## What to produce
After finding the line containing "For this drill the class indicates the signboard" below, please output that line and each following one through the line containing "For this drill the class indicates the group", exactly as written.

## Data provided
[Start of Attachment]
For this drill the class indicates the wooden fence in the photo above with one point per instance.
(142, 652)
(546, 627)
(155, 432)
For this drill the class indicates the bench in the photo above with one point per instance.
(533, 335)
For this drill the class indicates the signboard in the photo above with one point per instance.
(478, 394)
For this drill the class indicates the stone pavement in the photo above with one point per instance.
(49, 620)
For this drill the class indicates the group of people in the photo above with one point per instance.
[End of Attachment]
[Start of Attachment]
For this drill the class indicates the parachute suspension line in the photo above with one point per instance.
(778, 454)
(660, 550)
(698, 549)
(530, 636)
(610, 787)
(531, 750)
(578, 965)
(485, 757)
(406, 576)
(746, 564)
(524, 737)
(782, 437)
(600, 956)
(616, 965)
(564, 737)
[End of Attachment]
[Start of Attachment]
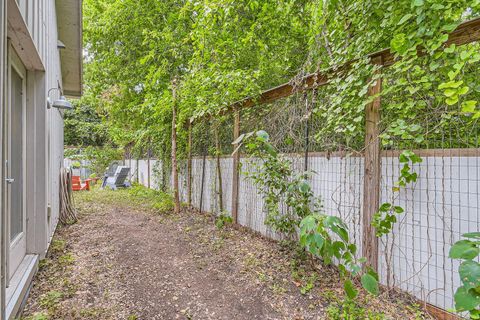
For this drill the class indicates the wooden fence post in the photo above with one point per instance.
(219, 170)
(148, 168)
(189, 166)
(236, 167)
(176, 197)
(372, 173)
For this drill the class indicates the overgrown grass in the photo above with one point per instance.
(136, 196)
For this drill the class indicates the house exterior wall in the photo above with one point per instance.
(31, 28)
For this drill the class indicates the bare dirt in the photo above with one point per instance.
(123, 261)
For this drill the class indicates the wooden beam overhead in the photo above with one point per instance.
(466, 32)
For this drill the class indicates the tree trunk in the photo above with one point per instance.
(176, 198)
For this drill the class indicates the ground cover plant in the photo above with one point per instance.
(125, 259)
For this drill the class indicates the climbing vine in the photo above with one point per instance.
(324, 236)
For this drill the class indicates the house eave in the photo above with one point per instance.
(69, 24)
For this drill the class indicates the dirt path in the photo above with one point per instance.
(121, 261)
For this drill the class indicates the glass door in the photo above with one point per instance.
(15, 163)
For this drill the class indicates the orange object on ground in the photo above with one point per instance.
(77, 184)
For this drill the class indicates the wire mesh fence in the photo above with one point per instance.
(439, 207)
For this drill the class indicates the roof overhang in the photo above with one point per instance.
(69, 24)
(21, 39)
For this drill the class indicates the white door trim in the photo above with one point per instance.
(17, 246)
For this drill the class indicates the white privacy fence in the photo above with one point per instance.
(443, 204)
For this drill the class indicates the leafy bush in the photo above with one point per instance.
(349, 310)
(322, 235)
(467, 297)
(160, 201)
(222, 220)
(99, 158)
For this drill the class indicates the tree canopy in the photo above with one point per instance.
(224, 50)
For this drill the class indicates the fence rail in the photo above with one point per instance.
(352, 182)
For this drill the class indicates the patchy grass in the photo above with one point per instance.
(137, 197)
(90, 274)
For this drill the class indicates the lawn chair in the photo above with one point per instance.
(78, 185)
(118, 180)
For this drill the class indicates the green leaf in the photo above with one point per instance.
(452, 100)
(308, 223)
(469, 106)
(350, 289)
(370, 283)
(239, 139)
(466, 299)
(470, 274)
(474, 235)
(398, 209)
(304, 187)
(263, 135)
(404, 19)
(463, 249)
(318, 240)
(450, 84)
[End of Attachment]
## Problem solution
For this drill the class indicates the signboard in the photo above with one point per instance.
(478, 394)
For this drill the class indicates the stone pavement in the photo above with one point per instance.
(49, 620)
For this drill the class indicates the group of people in the photo above with one point per instance.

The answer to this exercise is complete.